__Material supplied__:
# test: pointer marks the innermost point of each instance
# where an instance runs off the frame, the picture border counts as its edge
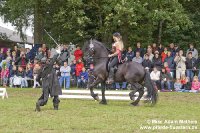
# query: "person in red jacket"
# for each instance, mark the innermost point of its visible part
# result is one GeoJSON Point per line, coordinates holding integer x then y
{"type": "Point", "coordinates": [79, 66]}
{"type": "Point", "coordinates": [78, 53]}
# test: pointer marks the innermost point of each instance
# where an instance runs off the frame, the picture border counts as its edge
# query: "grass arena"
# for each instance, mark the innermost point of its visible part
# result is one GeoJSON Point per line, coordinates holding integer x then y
{"type": "Point", "coordinates": [174, 112]}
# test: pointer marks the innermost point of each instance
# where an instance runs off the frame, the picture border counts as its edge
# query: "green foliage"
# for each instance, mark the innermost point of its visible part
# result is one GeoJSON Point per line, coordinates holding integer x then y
{"type": "Point", "coordinates": [138, 20]}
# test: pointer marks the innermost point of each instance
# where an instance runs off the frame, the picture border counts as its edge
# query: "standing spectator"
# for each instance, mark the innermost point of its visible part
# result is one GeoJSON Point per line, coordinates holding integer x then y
{"type": "Point", "coordinates": [193, 50]}
{"type": "Point", "coordinates": [35, 83]}
{"type": "Point", "coordinates": [147, 64]}
{"type": "Point", "coordinates": [155, 76]}
{"type": "Point", "coordinates": [180, 64]}
{"type": "Point", "coordinates": [170, 61]}
{"type": "Point", "coordinates": [17, 51]}
{"type": "Point", "coordinates": [171, 49]}
{"type": "Point", "coordinates": [79, 67]}
{"type": "Point", "coordinates": [45, 50]}
{"type": "Point", "coordinates": [129, 54]}
{"type": "Point", "coordinates": [165, 78]}
{"type": "Point", "coordinates": [65, 50]}
{"type": "Point", "coordinates": [139, 49]}
{"type": "Point", "coordinates": [195, 85]}
{"type": "Point", "coordinates": [4, 74]}
{"type": "Point", "coordinates": [149, 52]}
{"type": "Point", "coordinates": [65, 75]}
{"type": "Point", "coordinates": [177, 85]}
{"type": "Point", "coordinates": [154, 47]}
{"type": "Point", "coordinates": [28, 73]}
{"type": "Point", "coordinates": [78, 53]}
{"type": "Point", "coordinates": [73, 72]}
{"type": "Point", "coordinates": [190, 64]}
{"type": "Point", "coordinates": [160, 49]}
{"type": "Point", "coordinates": [157, 62]}
{"type": "Point", "coordinates": [22, 60]}
{"type": "Point", "coordinates": [12, 74]}
{"type": "Point", "coordinates": [83, 78]}
{"type": "Point", "coordinates": [14, 56]}
{"type": "Point", "coordinates": [137, 58]}
{"type": "Point", "coordinates": [164, 54]}
{"type": "Point", "coordinates": [2, 55]}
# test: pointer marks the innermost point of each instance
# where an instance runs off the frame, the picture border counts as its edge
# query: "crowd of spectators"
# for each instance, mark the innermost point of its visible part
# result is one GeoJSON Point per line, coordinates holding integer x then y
{"type": "Point", "coordinates": [170, 68]}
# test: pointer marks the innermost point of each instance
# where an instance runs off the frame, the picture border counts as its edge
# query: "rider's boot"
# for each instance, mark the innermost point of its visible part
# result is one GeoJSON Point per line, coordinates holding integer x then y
{"type": "Point", "coordinates": [110, 79]}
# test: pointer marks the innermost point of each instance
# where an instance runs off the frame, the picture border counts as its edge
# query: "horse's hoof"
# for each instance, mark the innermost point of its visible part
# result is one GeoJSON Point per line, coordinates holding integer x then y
{"type": "Point", "coordinates": [96, 97]}
{"type": "Point", "coordinates": [134, 104]}
{"type": "Point", "coordinates": [103, 102]}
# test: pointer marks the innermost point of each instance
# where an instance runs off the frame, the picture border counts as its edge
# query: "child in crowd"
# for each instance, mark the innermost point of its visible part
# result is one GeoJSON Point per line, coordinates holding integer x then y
{"type": "Point", "coordinates": [195, 85]}
{"type": "Point", "coordinates": [186, 84]}
{"type": "Point", "coordinates": [13, 74]}
{"type": "Point", "coordinates": [177, 85]}
{"type": "Point", "coordinates": [83, 78]}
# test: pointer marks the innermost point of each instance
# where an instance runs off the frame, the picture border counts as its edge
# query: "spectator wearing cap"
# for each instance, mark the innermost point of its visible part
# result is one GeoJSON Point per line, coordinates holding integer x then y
{"type": "Point", "coordinates": [137, 58]}
{"type": "Point", "coordinates": [164, 54]}
{"type": "Point", "coordinates": [78, 53]}
{"type": "Point", "coordinates": [147, 64]}
{"type": "Point", "coordinates": [193, 50]}
{"type": "Point", "coordinates": [129, 54]}
{"type": "Point", "coordinates": [157, 62]}
{"type": "Point", "coordinates": [170, 61]}
{"type": "Point", "coordinates": [190, 65]}
{"type": "Point", "coordinates": [139, 49]}
{"type": "Point", "coordinates": [180, 64]}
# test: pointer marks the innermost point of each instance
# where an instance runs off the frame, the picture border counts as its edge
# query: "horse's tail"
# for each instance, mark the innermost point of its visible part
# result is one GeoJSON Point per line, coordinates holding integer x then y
{"type": "Point", "coordinates": [152, 94]}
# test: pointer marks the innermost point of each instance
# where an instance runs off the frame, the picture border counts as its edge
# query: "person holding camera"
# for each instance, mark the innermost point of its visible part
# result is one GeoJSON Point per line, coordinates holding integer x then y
{"type": "Point", "coordinates": [180, 64]}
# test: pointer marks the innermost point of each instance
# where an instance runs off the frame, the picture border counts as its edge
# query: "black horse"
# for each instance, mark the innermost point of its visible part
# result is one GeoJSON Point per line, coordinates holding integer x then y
{"type": "Point", "coordinates": [131, 72]}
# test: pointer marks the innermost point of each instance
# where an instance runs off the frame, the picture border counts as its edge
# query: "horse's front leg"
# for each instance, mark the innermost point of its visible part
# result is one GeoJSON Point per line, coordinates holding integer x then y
{"type": "Point", "coordinates": [91, 86]}
{"type": "Point", "coordinates": [103, 101]}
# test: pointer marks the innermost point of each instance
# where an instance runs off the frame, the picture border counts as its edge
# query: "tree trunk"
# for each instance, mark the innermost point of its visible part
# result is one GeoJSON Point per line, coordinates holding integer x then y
{"type": "Point", "coordinates": [38, 23]}
{"type": "Point", "coordinates": [160, 31]}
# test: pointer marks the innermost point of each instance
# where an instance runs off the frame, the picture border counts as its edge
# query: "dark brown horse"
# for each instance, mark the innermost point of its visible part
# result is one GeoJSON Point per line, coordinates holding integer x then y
{"type": "Point", "coordinates": [131, 72]}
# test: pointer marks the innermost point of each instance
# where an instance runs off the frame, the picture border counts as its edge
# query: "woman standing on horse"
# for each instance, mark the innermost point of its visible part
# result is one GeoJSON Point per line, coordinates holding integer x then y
{"type": "Point", "coordinates": [115, 57]}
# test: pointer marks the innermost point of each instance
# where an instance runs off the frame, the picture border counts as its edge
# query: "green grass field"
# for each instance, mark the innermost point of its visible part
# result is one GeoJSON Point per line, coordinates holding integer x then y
{"type": "Point", "coordinates": [84, 116]}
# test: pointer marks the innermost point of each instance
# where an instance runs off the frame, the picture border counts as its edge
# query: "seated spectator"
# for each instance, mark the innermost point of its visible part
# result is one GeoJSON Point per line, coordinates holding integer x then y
{"type": "Point", "coordinates": [165, 78]}
{"type": "Point", "coordinates": [73, 72]}
{"type": "Point", "coordinates": [157, 62]}
{"type": "Point", "coordinates": [155, 77]}
{"type": "Point", "coordinates": [190, 65]}
{"type": "Point", "coordinates": [137, 58]}
{"type": "Point", "coordinates": [186, 84]}
{"type": "Point", "coordinates": [177, 85]}
{"type": "Point", "coordinates": [35, 82]}
{"type": "Point", "coordinates": [65, 75]}
{"type": "Point", "coordinates": [22, 60]}
{"type": "Point", "coordinates": [129, 54]}
{"type": "Point", "coordinates": [164, 54]}
{"type": "Point", "coordinates": [195, 85]}
{"type": "Point", "coordinates": [12, 74]}
{"type": "Point", "coordinates": [147, 64]}
{"type": "Point", "coordinates": [4, 75]}
{"type": "Point", "coordinates": [193, 50]}
{"type": "Point", "coordinates": [83, 78]}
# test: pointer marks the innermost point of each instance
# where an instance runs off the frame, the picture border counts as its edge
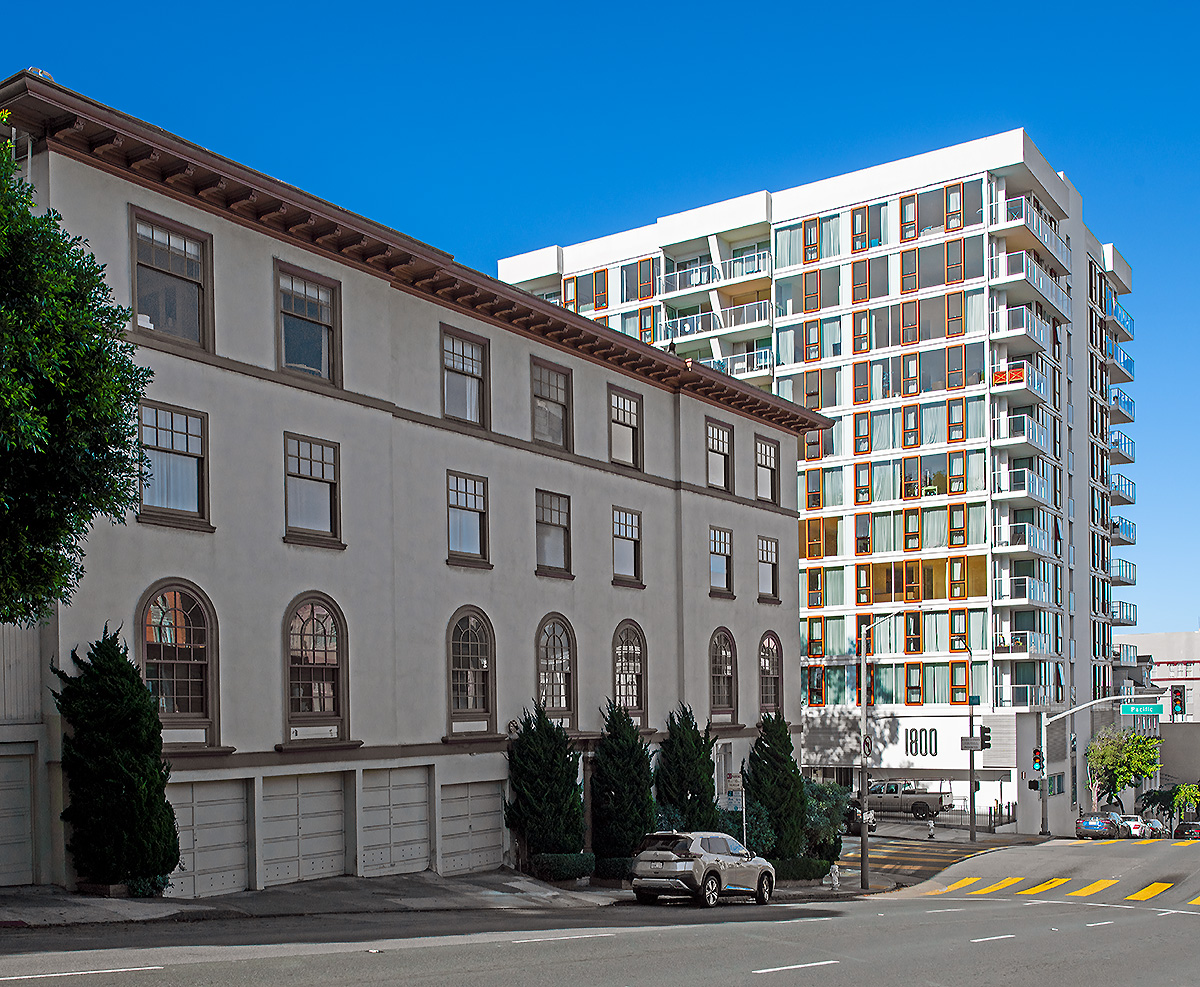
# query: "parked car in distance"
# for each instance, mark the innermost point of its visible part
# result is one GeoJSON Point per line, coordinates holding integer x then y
{"type": "Point", "coordinates": [703, 866]}
{"type": "Point", "coordinates": [1099, 825]}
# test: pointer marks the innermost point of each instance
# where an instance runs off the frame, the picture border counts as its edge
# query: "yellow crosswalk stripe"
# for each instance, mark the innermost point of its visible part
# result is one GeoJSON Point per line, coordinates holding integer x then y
{"type": "Point", "coordinates": [997, 886]}
{"type": "Point", "coordinates": [954, 886]}
{"type": "Point", "coordinates": [1045, 886]}
{"type": "Point", "coordinates": [1150, 891]}
{"type": "Point", "coordinates": [1091, 889]}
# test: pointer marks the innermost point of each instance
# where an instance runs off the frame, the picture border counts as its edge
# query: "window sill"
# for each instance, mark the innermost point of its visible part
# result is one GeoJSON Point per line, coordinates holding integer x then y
{"type": "Point", "coordinates": [175, 521]}
{"type": "Point", "coordinates": [313, 540]}
{"type": "Point", "coordinates": [469, 563]}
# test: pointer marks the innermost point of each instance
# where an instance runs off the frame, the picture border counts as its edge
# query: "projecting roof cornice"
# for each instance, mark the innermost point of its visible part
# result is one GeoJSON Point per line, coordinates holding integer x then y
{"type": "Point", "coordinates": [147, 155]}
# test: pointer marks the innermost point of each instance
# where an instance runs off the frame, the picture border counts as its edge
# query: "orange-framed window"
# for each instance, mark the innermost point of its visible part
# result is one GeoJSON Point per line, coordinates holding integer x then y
{"type": "Point", "coordinates": [912, 530]}
{"type": "Point", "coordinates": [859, 281]}
{"type": "Point", "coordinates": [813, 496]}
{"type": "Point", "coordinates": [955, 369]}
{"type": "Point", "coordinates": [958, 564]}
{"type": "Point", "coordinates": [913, 693]}
{"type": "Point", "coordinates": [912, 581]}
{"type": "Point", "coordinates": [958, 525]}
{"type": "Point", "coordinates": [816, 685]}
{"type": "Point", "coordinates": [909, 270]}
{"type": "Point", "coordinates": [858, 237]}
{"type": "Point", "coordinates": [953, 207]}
{"type": "Point", "coordinates": [910, 332]}
{"type": "Point", "coordinates": [811, 283]}
{"type": "Point", "coordinates": [811, 341]}
{"type": "Point", "coordinates": [862, 483]}
{"type": "Point", "coordinates": [953, 261]}
{"type": "Point", "coordinates": [959, 630]}
{"type": "Point", "coordinates": [862, 432]}
{"type": "Point", "coordinates": [960, 683]}
{"type": "Point", "coordinates": [955, 419]}
{"type": "Point", "coordinates": [907, 217]}
{"type": "Point", "coordinates": [863, 588]}
{"type": "Point", "coordinates": [816, 636]}
{"type": "Point", "coordinates": [954, 323]}
{"type": "Point", "coordinates": [910, 417]}
{"type": "Point", "coordinates": [645, 279]}
{"type": "Point", "coordinates": [862, 534]}
{"type": "Point", "coordinates": [862, 338]}
{"type": "Point", "coordinates": [862, 382]}
{"type": "Point", "coordinates": [811, 240]}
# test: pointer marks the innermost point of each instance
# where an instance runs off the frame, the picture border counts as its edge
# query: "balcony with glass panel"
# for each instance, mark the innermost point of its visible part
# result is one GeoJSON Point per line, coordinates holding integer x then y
{"type": "Point", "coordinates": [1026, 280]}
{"type": "Point", "coordinates": [1121, 406]}
{"type": "Point", "coordinates": [1025, 228]}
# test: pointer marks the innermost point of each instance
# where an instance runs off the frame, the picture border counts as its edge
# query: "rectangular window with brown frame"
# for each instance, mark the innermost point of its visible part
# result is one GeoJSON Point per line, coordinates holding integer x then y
{"type": "Point", "coordinates": [958, 578]}
{"type": "Point", "coordinates": [954, 323]}
{"type": "Point", "coordinates": [953, 262]}
{"type": "Point", "coordinates": [912, 530]}
{"type": "Point", "coordinates": [958, 526]}
{"type": "Point", "coordinates": [907, 217]}
{"type": "Point", "coordinates": [863, 585]}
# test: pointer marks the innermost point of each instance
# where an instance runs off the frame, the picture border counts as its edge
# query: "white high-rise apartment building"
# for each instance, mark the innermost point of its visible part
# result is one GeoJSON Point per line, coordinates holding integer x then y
{"type": "Point", "coordinates": [960, 323]}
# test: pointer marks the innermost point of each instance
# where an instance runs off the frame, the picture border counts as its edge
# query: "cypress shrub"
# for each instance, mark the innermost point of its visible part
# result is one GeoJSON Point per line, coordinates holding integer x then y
{"type": "Point", "coordinates": [123, 826]}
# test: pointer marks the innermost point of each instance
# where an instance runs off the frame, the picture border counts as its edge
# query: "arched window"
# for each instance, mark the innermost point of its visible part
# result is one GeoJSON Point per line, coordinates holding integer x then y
{"type": "Point", "coordinates": [771, 674]}
{"type": "Point", "coordinates": [723, 664]}
{"type": "Point", "coordinates": [556, 668]}
{"type": "Point", "coordinates": [316, 654]}
{"type": "Point", "coordinates": [629, 669]}
{"type": "Point", "coordinates": [178, 653]}
{"type": "Point", "coordinates": [471, 646]}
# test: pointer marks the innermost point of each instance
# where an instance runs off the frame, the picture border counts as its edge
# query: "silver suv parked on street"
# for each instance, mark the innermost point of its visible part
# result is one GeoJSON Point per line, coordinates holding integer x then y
{"type": "Point", "coordinates": [703, 866]}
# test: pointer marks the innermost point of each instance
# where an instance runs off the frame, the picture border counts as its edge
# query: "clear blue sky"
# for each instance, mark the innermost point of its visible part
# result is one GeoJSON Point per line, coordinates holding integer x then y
{"type": "Point", "coordinates": [492, 129]}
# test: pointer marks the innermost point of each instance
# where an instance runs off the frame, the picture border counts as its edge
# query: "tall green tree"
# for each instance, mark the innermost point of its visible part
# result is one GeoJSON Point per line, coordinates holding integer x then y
{"type": "Point", "coordinates": [683, 772]}
{"type": "Point", "coordinates": [773, 779]}
{"type": "Point", "coordinates": [69, 400]}
{"type": "Point", "coordinates": [546, 809]}
{"type": "Point", "coordinates": [1116, 759]}
{"type": "Point", "coordinates": [123, 826]}
{"type": "Point", "coordinates": [622, 797]}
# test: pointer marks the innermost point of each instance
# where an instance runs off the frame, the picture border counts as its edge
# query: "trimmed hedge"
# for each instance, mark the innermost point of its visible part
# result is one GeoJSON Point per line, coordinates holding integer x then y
{"type": "Point", "coordinates": [801, 868]}
{"type": "Point", "coordinates": [563, 867]}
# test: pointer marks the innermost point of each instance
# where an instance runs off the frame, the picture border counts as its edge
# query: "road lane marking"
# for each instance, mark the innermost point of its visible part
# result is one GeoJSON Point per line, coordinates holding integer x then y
{"type": "Point", "coordinates": [81, 973]}
{"type": "Point", "coordinates": [798, 967]}
{"type": "Point", "coordinates": [1044, 886]}
{"type": "Point", "coordinates": [997, 886]}
{"type": "Point", "coordinates": [1149, 891]}
{"type": "Point", "coordinates": [1091, 889]}
{"type": "Point", "coordinates": [954, 886]}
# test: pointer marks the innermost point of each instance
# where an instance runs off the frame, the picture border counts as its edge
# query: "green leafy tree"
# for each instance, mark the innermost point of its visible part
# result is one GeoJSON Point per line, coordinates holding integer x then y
{"type": "Point", "coordinates": [123, 826]}
{"type": "Point", "coordinates": [683, 772]}
{"type": "Point", "coordinates": [622, 799]}
{"type": "Point", "coordinates": [69, 399]}
{"type": "Point", "coordinates": [546, 809]}
{"type": "Point", "coordinates": [773, 779]}
{"type": "Point", "coordinates": [1119, 758]}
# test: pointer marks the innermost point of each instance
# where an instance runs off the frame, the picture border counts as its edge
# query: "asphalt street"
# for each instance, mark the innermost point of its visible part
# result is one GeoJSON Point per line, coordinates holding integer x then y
{"type": "Point", "coordinates": [1062, 913]}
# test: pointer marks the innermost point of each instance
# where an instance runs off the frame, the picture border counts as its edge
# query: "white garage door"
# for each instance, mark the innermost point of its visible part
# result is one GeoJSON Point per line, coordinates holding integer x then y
{"type": "Point", "coordinates": [16, 821]}
{"type": "Point", "coordinates": [395, 820]}
{"type": "Point", "coordinates": [472, 826]}
{"type": "Point", "coordinates": [213, 838]}
{"type": "Point", "coordinates": [304, 827]}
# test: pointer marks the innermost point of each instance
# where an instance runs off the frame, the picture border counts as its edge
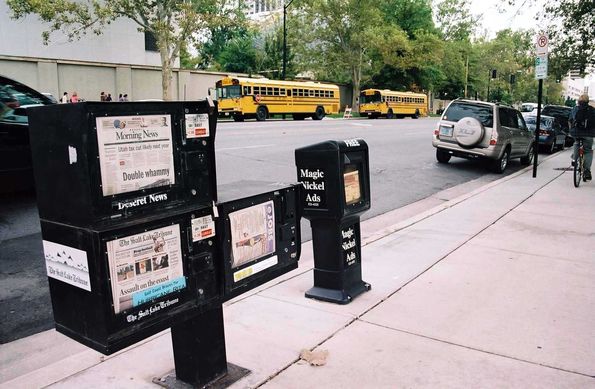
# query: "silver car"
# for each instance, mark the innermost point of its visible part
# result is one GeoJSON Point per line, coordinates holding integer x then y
{"type": "Point", "coordinates": [479, 130]}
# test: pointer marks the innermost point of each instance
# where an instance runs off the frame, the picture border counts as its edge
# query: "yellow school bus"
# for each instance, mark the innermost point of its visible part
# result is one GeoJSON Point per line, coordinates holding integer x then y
{"type": "Point", "coordinates": [374, 103]}
{"type": "Point", "coordinates": [260, 98]}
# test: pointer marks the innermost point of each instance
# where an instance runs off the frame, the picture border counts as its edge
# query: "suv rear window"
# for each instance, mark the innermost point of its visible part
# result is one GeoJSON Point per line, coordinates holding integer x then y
{"type": "Point", "coordinates": [457, 111]}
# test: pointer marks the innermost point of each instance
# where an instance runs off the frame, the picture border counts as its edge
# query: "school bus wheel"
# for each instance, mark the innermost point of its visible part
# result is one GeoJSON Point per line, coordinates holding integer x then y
{"type": "Point", "coordinates": [261, 113]}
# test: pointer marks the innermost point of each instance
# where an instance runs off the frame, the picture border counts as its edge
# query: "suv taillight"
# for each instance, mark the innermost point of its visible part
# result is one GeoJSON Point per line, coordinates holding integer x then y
{"type": "Point", "coordinates": [494, 137]}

__Problem__: Report every line in the rows above that contains the string "school", matching case exactly.

__Task answer__:
# query: "yellow school bus"
# query: "school bus wheel"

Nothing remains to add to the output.